TEXT TO READ:

<<<<

May 20: This Day in History

bakerMay 20, 2015 – Segment 1

On this day in history, we remember the signing of the Homestead Act and the announcement of “Josephine Baker Day” by the NAACP.

 

Full Transcript Below

Josephine Baker – Don’t Touch My Tomatoes

https://www.youtube.com/watch?v=C_Y7_J3U-_I\

That’s “Don’t Touch My Tomatoes” by the great Josephine Baker. We play that clip because today was declared Josephine Baker Day by the NAACP to honor the life of American-French civil rights activist, dancer, singer and actress.

The Mecklenburg Declaration of Independence was declared today in 1775 in the then-British colony of North Carolina, predating the America’s Declaration of Independence.  Then the paper got lost, and it was allegedly re-discovered in 1800, though most thought it was a dreamed recreation.  It led to an almost-humorous public brawl between former Presidents and Founding Fathers John Adams and Thomas Jefferson.  There were articles claiming that Jefferson copied the Mecklenburg Declaration to write the Declaration of Independence. John Adams pounced on his political rival near the end of their lives, claiming he plagiarized our founding document, and Thomas Jefferson howled that he was being defamed.  America fumed and our traditions of deep political divides and character assassination continued … to this day.

>>>>

WRITTEN PROBLEM A:
Echo the history segment from "bakerMay 20, 2015" up to and including "singer and actress.", with no changes.

INFORMATION SHOWN:
<<<<

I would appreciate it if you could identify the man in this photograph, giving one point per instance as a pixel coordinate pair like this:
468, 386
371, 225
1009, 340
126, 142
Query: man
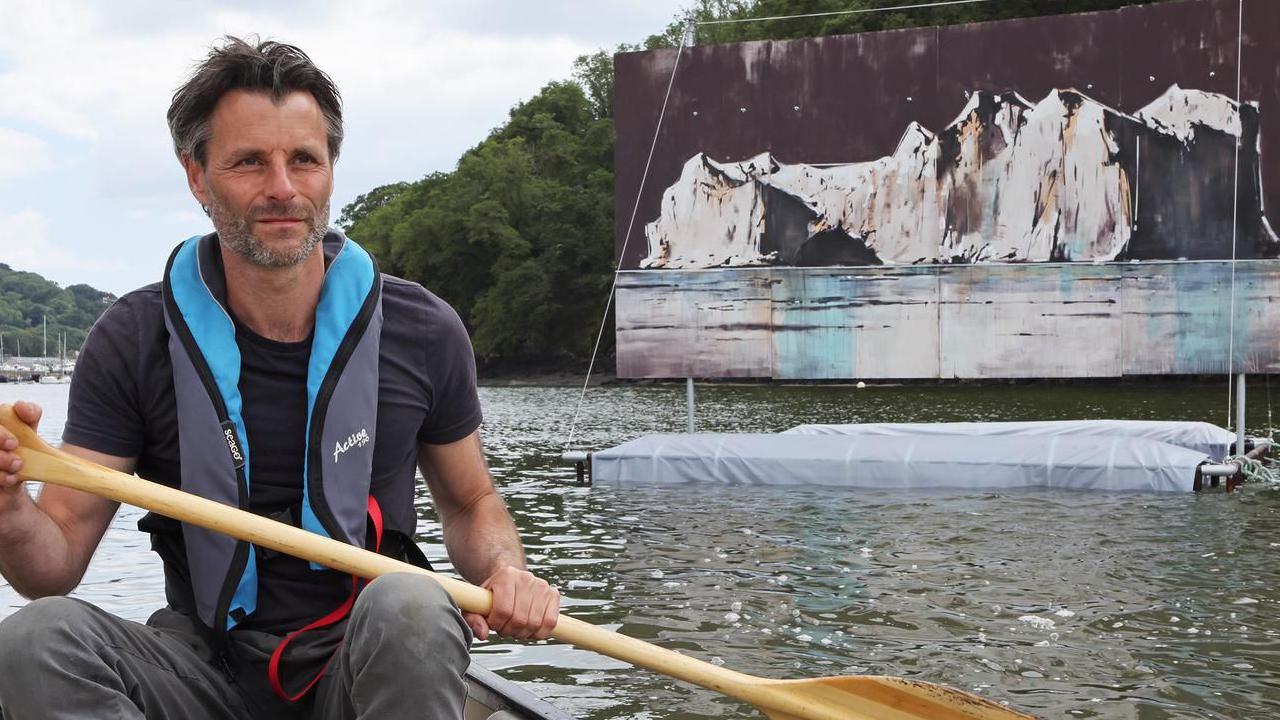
274, 369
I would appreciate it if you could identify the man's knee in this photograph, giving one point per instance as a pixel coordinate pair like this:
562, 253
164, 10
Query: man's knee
42, 634
411, 607
40, 620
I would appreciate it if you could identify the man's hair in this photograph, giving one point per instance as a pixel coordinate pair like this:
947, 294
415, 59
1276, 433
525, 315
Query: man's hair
266, 67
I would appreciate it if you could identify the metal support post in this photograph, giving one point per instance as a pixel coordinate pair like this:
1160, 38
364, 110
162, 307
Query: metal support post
689, 384
1239, 414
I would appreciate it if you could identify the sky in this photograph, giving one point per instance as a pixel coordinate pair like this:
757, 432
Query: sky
90, 188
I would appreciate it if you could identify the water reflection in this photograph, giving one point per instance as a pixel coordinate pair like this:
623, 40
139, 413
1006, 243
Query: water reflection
1069, 605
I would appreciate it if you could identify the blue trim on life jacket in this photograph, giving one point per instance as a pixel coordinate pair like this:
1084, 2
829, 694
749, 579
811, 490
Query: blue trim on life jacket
214, 332
347, 285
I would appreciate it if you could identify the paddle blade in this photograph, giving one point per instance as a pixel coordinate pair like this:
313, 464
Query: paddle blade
869, 697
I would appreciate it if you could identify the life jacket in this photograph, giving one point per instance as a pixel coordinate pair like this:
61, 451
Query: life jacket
342, 413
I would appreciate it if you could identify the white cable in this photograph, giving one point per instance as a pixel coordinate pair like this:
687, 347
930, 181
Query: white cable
856, 12
622, 254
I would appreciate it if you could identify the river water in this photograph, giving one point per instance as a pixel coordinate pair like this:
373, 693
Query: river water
1063, 604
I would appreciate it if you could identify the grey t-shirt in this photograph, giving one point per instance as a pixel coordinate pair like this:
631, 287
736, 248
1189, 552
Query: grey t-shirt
122, 404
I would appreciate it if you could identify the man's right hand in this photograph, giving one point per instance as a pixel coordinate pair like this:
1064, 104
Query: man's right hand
46, 545
10, 487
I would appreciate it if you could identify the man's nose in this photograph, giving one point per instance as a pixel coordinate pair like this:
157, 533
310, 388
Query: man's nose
279, 186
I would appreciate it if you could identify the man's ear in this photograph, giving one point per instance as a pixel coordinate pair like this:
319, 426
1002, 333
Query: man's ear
196, 178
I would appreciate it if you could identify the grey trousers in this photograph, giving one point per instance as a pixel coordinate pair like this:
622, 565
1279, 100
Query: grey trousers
402, 656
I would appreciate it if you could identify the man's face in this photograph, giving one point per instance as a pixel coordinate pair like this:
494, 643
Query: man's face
266, 177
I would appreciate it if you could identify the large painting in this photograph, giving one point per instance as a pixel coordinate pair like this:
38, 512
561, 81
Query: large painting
1069, 196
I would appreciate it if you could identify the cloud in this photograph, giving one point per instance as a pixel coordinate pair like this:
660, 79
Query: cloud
85, 87
21, 154
26, 244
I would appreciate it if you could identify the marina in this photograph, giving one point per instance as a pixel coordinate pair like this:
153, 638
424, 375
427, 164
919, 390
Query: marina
1064, 604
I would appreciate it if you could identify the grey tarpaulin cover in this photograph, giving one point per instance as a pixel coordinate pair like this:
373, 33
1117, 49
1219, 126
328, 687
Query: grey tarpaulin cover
1201, 437
901, 461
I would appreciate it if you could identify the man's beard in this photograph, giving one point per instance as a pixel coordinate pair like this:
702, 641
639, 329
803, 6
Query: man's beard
236, 232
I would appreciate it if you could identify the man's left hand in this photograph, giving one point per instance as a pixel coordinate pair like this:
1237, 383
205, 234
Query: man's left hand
524, 606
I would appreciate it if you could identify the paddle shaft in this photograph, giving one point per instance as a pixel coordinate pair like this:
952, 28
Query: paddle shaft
822, 698
65, 470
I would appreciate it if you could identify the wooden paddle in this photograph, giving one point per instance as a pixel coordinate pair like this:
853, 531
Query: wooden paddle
854, 697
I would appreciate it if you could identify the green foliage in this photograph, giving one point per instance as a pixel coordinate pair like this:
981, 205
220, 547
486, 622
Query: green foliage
27, 300
519, 237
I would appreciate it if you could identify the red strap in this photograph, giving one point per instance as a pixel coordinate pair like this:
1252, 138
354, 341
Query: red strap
273, 669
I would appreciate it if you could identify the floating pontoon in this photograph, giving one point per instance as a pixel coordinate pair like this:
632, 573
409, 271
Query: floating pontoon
1096, 455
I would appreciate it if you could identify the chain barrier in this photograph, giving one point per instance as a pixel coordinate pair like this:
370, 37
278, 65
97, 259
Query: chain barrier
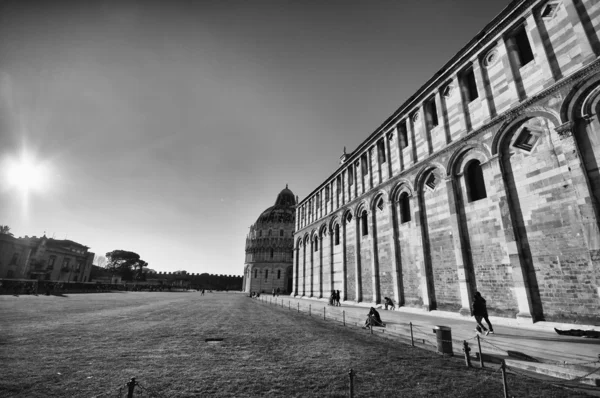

>>>>

WRITTEN PROBLEM B:
In the records, take the lines from the line with "I would appreciate it if you could identify the paddle shaft" up to and including the end of the records. Reproduce only those lines with "wooden paddle" replaced by "timber paddle" and nothing else altered, and leave the pictures out.

RESULT A:
bakerMay 20, 2015 – Segment 1

On this day in history, we remember the signing of the Homestead Act and the announcement of “Josephine Baker Day” by the NAACP.

 

Full Transcript Below

Josephine Baker – Don’t Touch My Tomatoes

https://www.youtube.com/watch?v=C_Y7_J3U-_I\

That’s “Don’t Touch My Tomatoes” by the great Josephine Baker. We play that clip because today was declared Josephine Baker Day by the NAACP to honor the life of American-French civil rights activist, dancer, singer and actress.

RESULT B:
I would appreciate it if you could identify the paddle shaft in this photograph, giving one point per instance as a pixel coordinate pair like this:
952, 28
Query: paddle shaft
822, 698
65, 470
I would appreciate it if you could identify the timber paddle in this photograph, giving one point per instance as a pixel coordinate pair like this:
853, 531
Query: timber paddle
854, 697
I would appreciate it if you could identify the green foliage in this photograph, giving one point per instance as a pixel coordinate pair like this:
981, 205
220, 547
486, 622
Query: green foliage
27, 300
519, 237
I would appreciate it if you could identify the red strap in this photograph, giving one point per instance as a pixel coordinate pair like this:
1252, 138
354, 341
Query: red strap
273, 669
I would appreciate it if you could identify the floating pontoon in this photograph, giving one point per instance as a pixel coordinate pair like this:
632, 573
409, 271
Query: floating pontoon
1096, 455
I would appreciate it if you could identify the chain barrier in this photograph, giving one point per instance as a pixel coordinate pair like this:
370, 37
278, 65
97, 259
Query: chain barrier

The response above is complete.